▶ **Passage to read**:
:::
For example, our curriculum centers on issues like immigration and the impact of human migration on the environment, and the kinds of knowledge, skills and attitudes that are necessary to address these issues. Such an approach led us to fields such as demography that is not a subject that is taught in many schools, but a topic that we thought was essential for learning how to address issues about population growth and its impact. Another example of difference from other more traditional global citizenship education curriculum would be our curriculum’s focus on social entrepreneurship; while a few business classes may be taught in high schools, we deliberately brought the subject to the lower grades, and coupled it with developing students’ understanding of international development and notions of justice and equity.
Banks (2008) and Nieto (2002) note that a “transformative” education teaches people to develop decision-making and social action skills; identify problems in society; acquire knowledge related to their communities; name and clarify their values; and take thoughtful individual and collective civic action to address inequities and injustices. In structuring such a “transformative education,” focused on developing students’ cognitive knowledge (Fitzgerald, 2005) by focusing on topics such as the following: development and sustainable development; cultural identity and diversity; human rights and responsibilities; equality and social justice; peace, conflict and resolution; geographic, economic, political, social and environmental knowledge about the world. We also sought to ground these pieces of information by introducing students to exemplars of change agents, both historical and current figures, who have worked and are working to create positive change in their communities.
Like other global education curriculum, we focused on intercultural competencies to develop the values, attitudes and perceptions of students. For example, we wanted students to understand how cultures can shape identities, including their own. Through our curriculum, we sought to develop empathy in the students through perspective taking exercises (Bob Selman at HGSE has written on this topic). We also draw upon literature and the arts to encourage creative expression in the global studies course. In addition to individual development, we focused on the students’ development as members of teams, who are able to work productively in and lead effectively inter-cultural teams. We built in curricular opportunities for student so develop skills in negotiation, mediation, and conflict resolution skills.
Agents of Change
In developing the curriculum we also took into consideration such findings from a study about teaching justice to privileged adolescents (Seider, 2009), which noted that mere knowledge about the world’s problems will not only overwhelm students and lead them to disengage with the world. For example, when faced with data about global poverty, students may react with defensiveness, so we incorporated into the curriculum, not just data about problems and skills to overcome them, but also examples of viable solutions to issues, and people working toward those kinds of change, to impart to students the idea that these issues can be overcome.
:::
▶ **Data extract**:
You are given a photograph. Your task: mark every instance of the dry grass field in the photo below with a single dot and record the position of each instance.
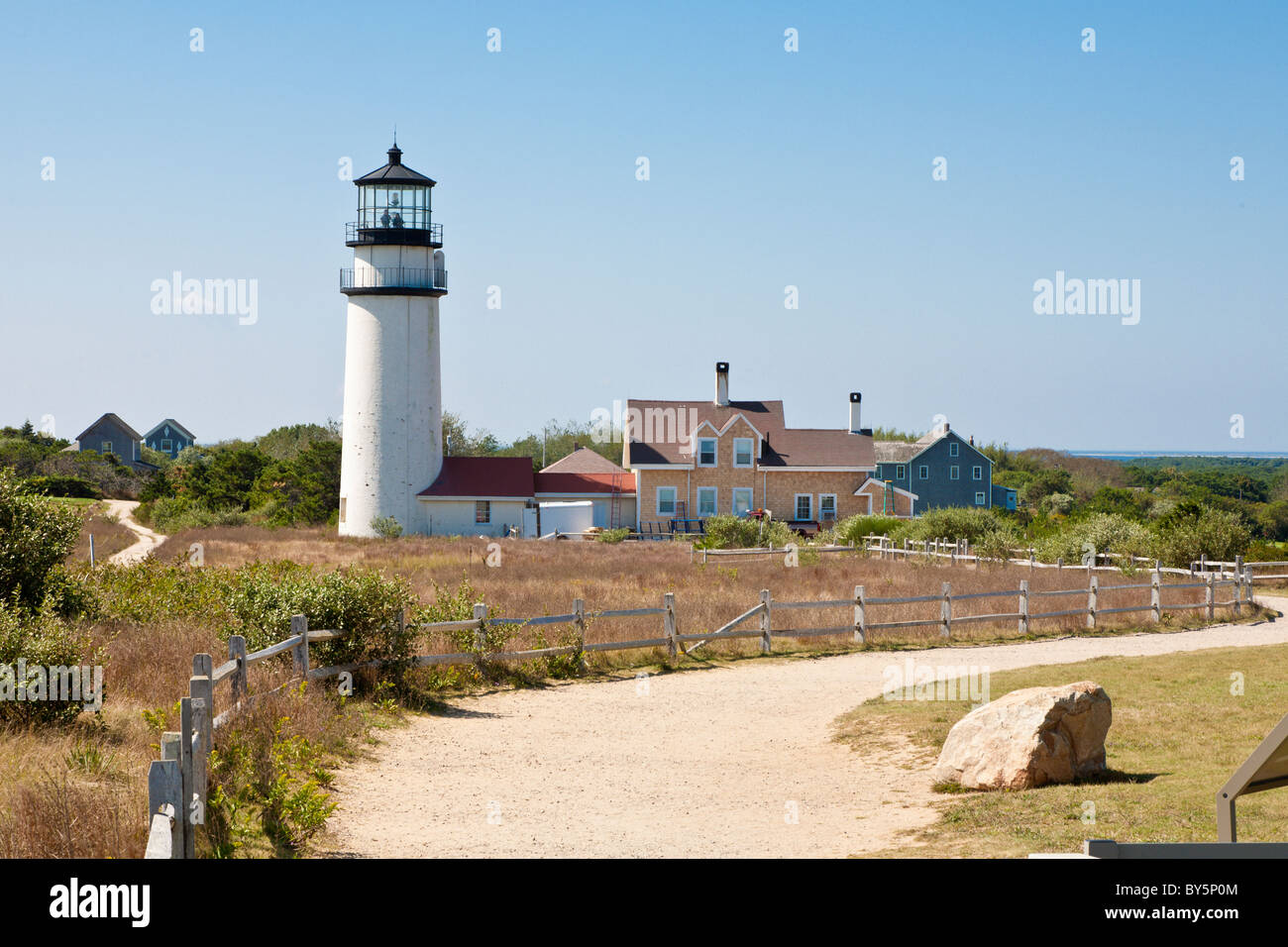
:::
▶ **Short task**:
Could you extract the part of the global citizenship curriculum text above from "Agents of Change" to "can be overcome.", copying it word for word?

▶ **Complete response**:
Agents of Change
In developing the curriculum we also took into consideration such findings from a study about teaching justice to privileged adolescents (Seider, 2009), which noted that mere knowledge about the world’s problems will not only overwhelm students and lead them to disengage with the world. For example, when faced with data about global poverty, students may react with defensiveness, so we incorporated into the curriculum, not just data about problems and skills to overcome them, but also examples of viable solutions to issues, and people working toward those kinds of change, to impart to students the idea that these issues can be overcome.